Advertisement

50 States, 1 Rallying Cry: Get Off Aid and Get a Job

Share
TIMES STAFF WRITER

Its aim was to end “welfare as we know it” and replace it with a crazy quilt of innovation stretching, state by state, from the Atlantic to the Pacific.

Federal welfare reform, a year after its enactment on Aug. 22, 1996, has done just that. As states scramble to craft smaller, more selective safety nets for their poor in accordance with the new law, they have set off a nationwide frenzy of invention.

The width and breadth of the 50-state effort is indeed striking. The Clinton administration announced last week that caseloads plunged by 1.4 million during the nine months following enactment of the federal law, bringing the nation’s welfare population to a 27-year low.

Advertisement

“The impact of the federal bill was absolutely huge,” says Con Hogan, director of Vermont’s Department of Social Welfare and a leading voice in the national reform effort. “There is an awesome sense of creativity and energy across the country. And it’s brought new energy and purpose to our work.”

Yet what is more remarkable, perhaps, is the harmonious look of the resulting patchwork. At the conclusion of Year One of national welfare reform, two common threads bring unity--if not uniformity--to the emerging pattern of state plans.

One of those threads is work--the key word in the law’s formal title, the Personal Responsibility and Work Opportunity Act. The second is the notion that public aid is temporary--underscored by the name of the new program, Temporary Assistance for Needy Families, created by the legislation.

A Coast-to-Coast Refrain: Get a Job

As a result, the message heard today by those on public aid is virtually the same in the sprawling slums of Oakland as it is in the wooded hollers of Kentucky: The helping hand of government assistance will no longer be extended without limit. The public’s munificence is finite. So get a job.

Data provided:
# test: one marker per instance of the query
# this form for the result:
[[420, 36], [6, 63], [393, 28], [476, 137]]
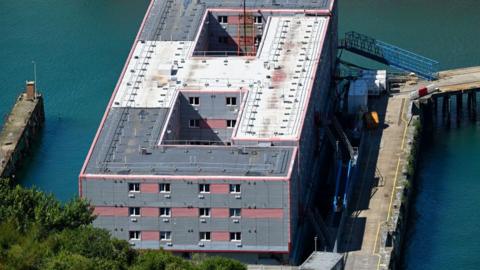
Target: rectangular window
[[204, 188], [205, 236], [236, 236], [165, 236], [164, 187], [194, 123], [195, 101], [257, 40], [204, 212], [164, 211], [231, 123], [235, 188], [235, 212], [231, 101], [134, 187], [223, 19], [134, 235], [223, 39], [134, 211]]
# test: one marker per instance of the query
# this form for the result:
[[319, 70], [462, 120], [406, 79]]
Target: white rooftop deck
[[278, 80]]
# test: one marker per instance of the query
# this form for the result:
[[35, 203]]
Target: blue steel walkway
[[390, 55]]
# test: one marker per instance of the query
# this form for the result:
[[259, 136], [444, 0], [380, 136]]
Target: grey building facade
[[209, 140]]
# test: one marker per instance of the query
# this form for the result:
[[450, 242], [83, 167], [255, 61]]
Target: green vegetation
[[38, 232]]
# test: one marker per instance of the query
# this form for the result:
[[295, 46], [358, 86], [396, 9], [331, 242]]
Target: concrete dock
[[20, 130], [377, 199], [381, 161]]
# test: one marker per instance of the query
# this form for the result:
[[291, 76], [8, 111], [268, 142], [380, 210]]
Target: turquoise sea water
[[80, 47]]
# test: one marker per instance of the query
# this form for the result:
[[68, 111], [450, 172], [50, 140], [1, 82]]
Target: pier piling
[[459, 99], [472, 105], [446, 109]]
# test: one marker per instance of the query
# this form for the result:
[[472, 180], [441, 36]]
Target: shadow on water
[[439, 188]]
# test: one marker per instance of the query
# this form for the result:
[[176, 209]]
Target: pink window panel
[[219, 188], [220, 236], [150, 235], [213, 123], [150, 212], [110, 211], [220, 212], [262, 213], [149, 188], [184, 212]]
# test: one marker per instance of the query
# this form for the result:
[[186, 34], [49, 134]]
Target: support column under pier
[[446, 109], [459, 99], [472, 105]]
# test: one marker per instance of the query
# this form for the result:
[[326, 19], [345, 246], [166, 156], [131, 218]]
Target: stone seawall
[[20, 130]]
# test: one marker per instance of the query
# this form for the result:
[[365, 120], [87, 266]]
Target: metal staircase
[[390, 55]]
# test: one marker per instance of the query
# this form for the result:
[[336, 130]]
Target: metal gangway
[[389, 55]]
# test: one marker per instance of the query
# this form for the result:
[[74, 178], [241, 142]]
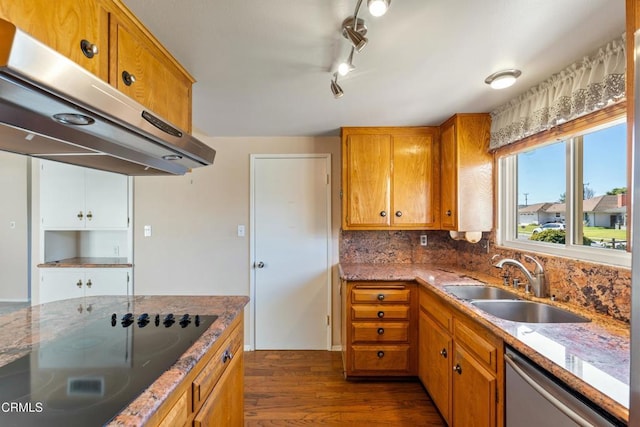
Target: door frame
[[252, 282]]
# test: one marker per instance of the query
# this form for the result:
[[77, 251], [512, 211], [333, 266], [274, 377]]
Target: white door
[[290, 248]]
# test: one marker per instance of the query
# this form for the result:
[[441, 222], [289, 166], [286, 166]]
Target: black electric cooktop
[[86, 377]]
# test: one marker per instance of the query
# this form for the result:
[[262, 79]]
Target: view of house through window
[[599, 205]]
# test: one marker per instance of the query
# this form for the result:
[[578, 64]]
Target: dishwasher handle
[[510, 360]]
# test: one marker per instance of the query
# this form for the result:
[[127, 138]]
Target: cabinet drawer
[[208, 377], [381, 358], [484, 351], [398, 294], [380, 312], [380, 332], [437, 310]]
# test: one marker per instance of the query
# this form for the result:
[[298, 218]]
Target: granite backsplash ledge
[[601, 288]]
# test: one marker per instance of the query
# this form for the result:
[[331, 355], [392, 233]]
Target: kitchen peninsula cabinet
[[73, 197], [460, 365], [379, 329], [105, 38], [466, 193], [58, 283], [390, 178]]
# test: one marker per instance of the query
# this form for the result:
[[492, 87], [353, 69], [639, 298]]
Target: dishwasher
[[534, 398]]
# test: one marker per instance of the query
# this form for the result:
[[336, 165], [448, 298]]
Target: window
[[569, 196]]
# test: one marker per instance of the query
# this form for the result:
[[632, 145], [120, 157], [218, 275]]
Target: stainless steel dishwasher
[[534, 399]]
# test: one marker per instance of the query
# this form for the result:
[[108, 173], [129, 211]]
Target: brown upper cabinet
[[466, 192], [390, 178], [105, 38]]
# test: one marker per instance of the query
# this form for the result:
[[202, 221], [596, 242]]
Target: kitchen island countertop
[[28, 327], [593, 358]]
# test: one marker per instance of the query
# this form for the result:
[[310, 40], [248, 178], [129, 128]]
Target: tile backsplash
[[601, 288]]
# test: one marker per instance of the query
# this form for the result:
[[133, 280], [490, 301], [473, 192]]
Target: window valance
[[587, 85]]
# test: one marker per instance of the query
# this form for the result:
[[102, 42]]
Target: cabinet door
[[158, 85], [368, 181], [106, 199], [61, 195], [224, 406], [62, 25], [107, 281], [449, 178], [415, 181], [61, 283], [474, 392], [434, 366]]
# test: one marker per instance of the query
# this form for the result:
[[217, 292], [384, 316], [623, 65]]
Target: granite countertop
[[88, 262], [31, 326], [592, 358]]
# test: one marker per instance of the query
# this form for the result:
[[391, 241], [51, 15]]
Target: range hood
[[52, 108]]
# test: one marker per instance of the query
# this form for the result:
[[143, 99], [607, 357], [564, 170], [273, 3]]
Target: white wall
[[13, 210], [194, 248]]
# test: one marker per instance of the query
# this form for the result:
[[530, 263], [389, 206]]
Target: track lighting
[[378, 7], [354, 30], [335, 88]]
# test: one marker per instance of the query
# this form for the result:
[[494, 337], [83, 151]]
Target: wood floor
[[306, 388]]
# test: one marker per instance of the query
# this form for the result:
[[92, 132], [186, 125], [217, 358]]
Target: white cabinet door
[[65, 283], [73, 197], [106, 199], [61, 195]]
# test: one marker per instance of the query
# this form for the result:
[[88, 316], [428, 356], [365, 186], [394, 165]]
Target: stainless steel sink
[[471, 292], [528, 311]]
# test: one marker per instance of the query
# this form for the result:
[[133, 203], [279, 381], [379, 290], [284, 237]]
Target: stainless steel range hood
[[52, 108]]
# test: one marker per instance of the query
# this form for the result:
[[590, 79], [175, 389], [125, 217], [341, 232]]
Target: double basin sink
[[507, 305]]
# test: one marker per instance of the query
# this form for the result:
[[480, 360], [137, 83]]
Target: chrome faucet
[[536, 280]]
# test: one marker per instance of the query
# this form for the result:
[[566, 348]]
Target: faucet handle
[[539, 268]]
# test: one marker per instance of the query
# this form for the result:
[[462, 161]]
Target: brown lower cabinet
[[379, 329], [461, 365], [212, 394]]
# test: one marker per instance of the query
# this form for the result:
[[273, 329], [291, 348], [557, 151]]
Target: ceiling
[[263, 68]]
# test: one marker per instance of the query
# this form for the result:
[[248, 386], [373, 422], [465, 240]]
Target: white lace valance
[[585, 86]]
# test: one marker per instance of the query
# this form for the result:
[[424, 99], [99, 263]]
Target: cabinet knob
[[88, 49], [128, 78]]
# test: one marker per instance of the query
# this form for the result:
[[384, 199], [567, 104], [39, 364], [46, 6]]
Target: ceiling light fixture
[[354, 30], [378, 7], [335, 88], [503, 79]]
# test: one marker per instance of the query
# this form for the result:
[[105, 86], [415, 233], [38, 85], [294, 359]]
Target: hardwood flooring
[[306, 388]]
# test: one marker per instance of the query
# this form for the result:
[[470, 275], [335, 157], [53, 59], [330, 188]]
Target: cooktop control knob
[[185, 320], [169, 320]]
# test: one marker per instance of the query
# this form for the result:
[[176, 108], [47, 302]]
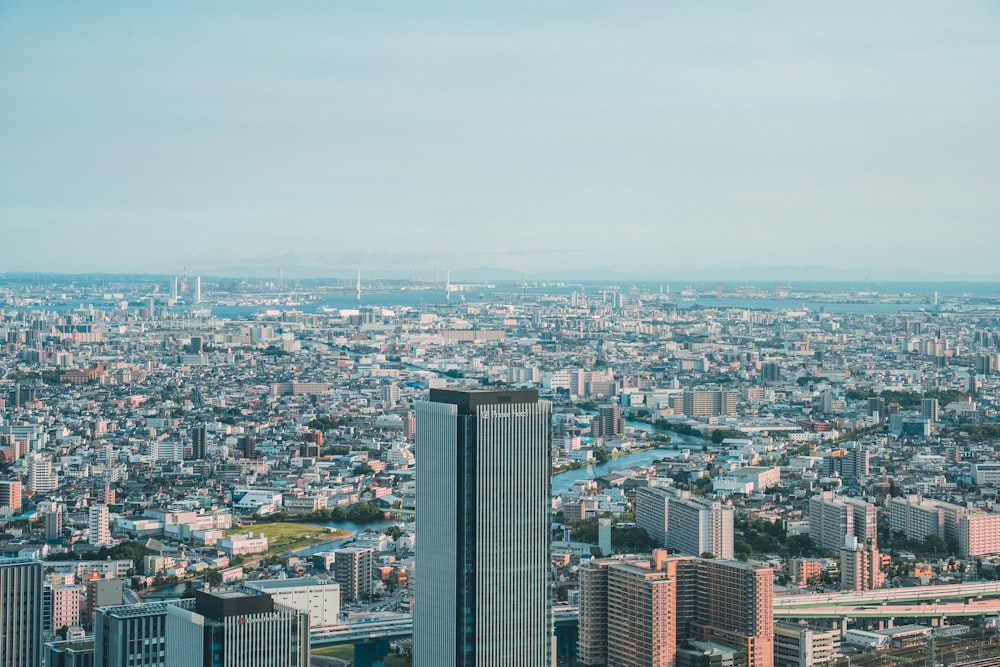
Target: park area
[[285, 536], [346, 653]]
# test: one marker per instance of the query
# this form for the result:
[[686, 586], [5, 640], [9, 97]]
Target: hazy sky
[[657, 138]]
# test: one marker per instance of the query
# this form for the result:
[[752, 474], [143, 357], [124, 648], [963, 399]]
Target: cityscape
[[453, 334], [238, 472]]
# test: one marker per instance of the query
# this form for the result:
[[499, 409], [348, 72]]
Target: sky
[[657, 139]]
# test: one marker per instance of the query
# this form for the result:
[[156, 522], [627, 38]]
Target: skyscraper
[[133, 635], [20, 613], [100, 528], [483, 486], [199, 436]]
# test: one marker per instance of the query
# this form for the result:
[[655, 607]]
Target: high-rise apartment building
[[799, 645], [133, 635], [236, 629], [199, 439], [483, 496], [100, 525], [978, 534], [352, 569], [919, 518], [860, 566], [832, 518], [20, 613], [681, 598], [929, 409], [709, 403], [691, 525]]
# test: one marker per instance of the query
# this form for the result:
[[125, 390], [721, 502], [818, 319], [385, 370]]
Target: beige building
[[798, 645], [860, 566], [631, 607]]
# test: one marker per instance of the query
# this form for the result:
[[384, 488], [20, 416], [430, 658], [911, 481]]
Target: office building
[[70, 653], [691, 525], [20, 613], [352, 569], [799, 645], [832, 518], [319, 598], [133, 635], [860, 566], [100, 525], [642, 630], [852, 464], [199, 438], [10, 496], [483, 498], [53, 524], [978, 534], [983, 474], [632, 608], [41, 478], [608, 423], [929, 409], [709, 403], [919, 518], [236, 629]]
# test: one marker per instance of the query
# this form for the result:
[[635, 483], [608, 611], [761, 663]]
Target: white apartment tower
[[483, 495], [100, 528]]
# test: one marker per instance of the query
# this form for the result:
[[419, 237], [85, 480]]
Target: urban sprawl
[[229, 472]]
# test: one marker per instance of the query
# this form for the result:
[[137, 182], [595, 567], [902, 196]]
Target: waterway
[[562, 482]]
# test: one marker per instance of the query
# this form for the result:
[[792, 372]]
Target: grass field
[[287, 536]]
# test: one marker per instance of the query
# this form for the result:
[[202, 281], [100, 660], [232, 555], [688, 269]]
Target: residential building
[[689, 524], [799, 645], [20, 613], [860, 566], [319, 598], [10, 496], [483, 485], [70, 653], [978, 534]]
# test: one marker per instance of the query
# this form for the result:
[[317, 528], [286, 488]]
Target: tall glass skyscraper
[[20, 613], [483, 523]]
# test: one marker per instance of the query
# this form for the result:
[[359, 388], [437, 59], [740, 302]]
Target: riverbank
[[576, 465]]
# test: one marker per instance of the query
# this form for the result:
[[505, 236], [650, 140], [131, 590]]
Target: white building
[[480, 597], [242, 544], [320, 599]]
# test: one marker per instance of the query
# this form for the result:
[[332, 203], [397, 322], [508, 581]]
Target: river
[[562, 482]]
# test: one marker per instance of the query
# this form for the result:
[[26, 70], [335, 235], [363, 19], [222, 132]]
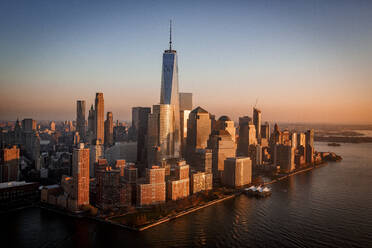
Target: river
[[330, 206]]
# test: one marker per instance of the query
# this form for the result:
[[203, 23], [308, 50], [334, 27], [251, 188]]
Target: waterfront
[[326, 207]]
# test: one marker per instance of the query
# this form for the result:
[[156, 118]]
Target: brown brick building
[[9, 164]]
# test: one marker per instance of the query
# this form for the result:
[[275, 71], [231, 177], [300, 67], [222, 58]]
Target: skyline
[[72, 56]]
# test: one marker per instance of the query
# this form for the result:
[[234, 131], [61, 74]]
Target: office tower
[[142, 125], [284, 157], [257, 123], [99, 117], [76, 140], [225, 123], [80, 172], [152, 191], [202, 160], [91, 125], [200, 181], [309, 146], [109, 191], [52, 126], [160, 140], [238, 171], [222, 147], [178, 187], [109, 130], [80, 118], [247, 136], [96, 153], [293, 137], [169, 94], [9, 164], [301, 139], [185, 101], [135, 123], [265, 134], [28, 125], [184, 116], [198, 131]]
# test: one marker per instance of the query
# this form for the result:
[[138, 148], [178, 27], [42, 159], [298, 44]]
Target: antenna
[[256, 102], [170, 35]]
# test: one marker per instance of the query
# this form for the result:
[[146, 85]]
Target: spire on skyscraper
[[170, 35]]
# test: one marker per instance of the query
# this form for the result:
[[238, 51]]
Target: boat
[[259, 191]]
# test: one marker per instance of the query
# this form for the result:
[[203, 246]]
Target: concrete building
[[91, 125], [238, 171], [222, 147], [80, 172], [9, 164], [185, 101], [284, 157], [153, 189], [247, 136], [309, 146], [202, 160], [257, 123], [161, 135], [141, 130], [110, 192], [99, 117], [109, 130], [225, 123], [200, 181], [80, 118], [96, 153], [169, 95], [179, 186], [198, 132]]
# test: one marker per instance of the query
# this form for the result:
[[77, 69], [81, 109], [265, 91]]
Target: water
[[327, 207]]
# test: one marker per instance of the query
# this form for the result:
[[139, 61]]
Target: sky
[[298, 61]]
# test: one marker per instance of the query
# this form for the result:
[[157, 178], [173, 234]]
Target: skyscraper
[[169, 94], [143, 116], [257, 123], [198, 131], [109, 130], [99, 117], [80, 118], [80, 172]]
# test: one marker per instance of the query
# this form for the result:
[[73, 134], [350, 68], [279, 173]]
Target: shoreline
[[169, 218]]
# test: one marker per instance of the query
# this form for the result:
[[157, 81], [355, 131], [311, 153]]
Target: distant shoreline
[[343, 139]]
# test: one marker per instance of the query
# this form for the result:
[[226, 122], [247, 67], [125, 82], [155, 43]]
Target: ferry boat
[[259, 191]]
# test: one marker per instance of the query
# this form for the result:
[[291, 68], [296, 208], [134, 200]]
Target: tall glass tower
[[169, 95]]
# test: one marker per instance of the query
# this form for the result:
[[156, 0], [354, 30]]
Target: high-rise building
[[169, 95], [152, 191], [198, 131], [222, 147], [96, 153], [80, 172], [160, 140], [309, 146], [9, 164], [99, 117], [80, 118], [142, 125], [225, 123], [109, 130], [247, 136], [257, 123], [185, 101], [91, 125], [238, 171]]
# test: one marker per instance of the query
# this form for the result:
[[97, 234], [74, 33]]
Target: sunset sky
[[305, 61]]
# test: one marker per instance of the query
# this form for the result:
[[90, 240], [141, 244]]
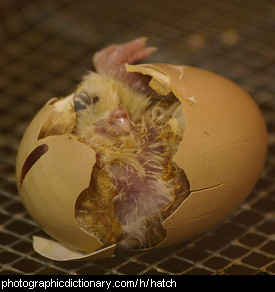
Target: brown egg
[[222, 153]]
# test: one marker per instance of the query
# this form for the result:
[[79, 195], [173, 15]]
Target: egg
[[222, 153]]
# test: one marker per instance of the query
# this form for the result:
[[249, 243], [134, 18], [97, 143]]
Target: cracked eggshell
[[49, 185], [222, 154], [223, 149]]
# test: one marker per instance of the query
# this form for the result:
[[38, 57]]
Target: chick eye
[[81, 101], [95, 99]]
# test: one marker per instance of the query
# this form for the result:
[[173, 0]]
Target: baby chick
[[132, 185], [135, 133]]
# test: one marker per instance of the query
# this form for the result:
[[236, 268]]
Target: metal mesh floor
[[45, 48]]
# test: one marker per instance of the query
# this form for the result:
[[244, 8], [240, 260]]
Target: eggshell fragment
[[223, 148], [222, 153]]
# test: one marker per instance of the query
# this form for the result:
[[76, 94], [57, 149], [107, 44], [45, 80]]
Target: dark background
[[45, 48]]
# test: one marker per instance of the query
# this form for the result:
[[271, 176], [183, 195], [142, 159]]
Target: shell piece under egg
[[222, 153]]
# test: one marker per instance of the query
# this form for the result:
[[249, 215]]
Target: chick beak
[[119, 121]]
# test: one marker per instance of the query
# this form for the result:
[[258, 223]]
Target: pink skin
[[112, 61]]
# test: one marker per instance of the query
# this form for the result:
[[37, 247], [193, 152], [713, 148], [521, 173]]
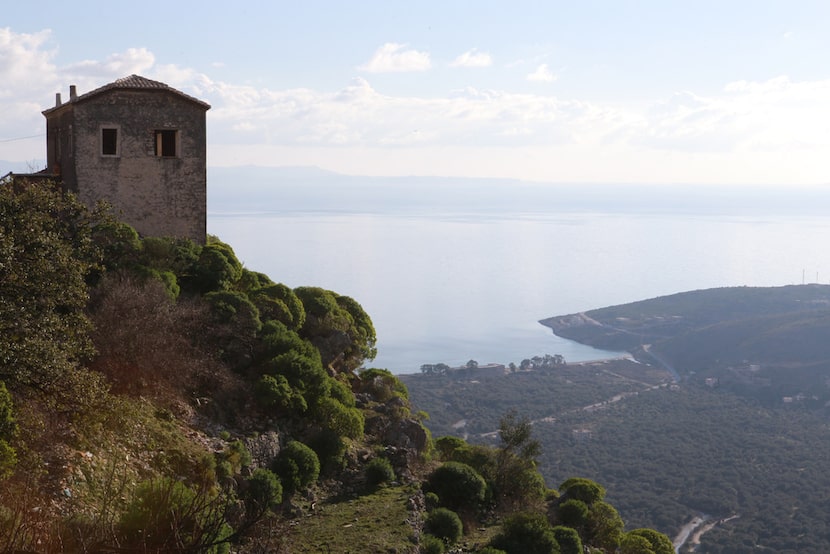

What the exercise asks:
Copy word for word the passage of the welfare reform article that runs from "Federal welfare reform, a" up to and including "a 27-year low.". The items have no connection to the welfare reform article.

Exercise response:
Federal welfare reform, a year after its enactment on Aug. 22, 1996, has done just that. As states scramble to craft smaller, more selective safety nets for their poor in accordance with the new law, they have set off a nationwide frenzy of invention.

The width and breadth of the 50-state effort is indeed striking. The Clinton administration announced last week that caseloads plunged by 1.4 million during the nine months following enactment of the federal law, bringing the nation’s welfare population to a 27-year low.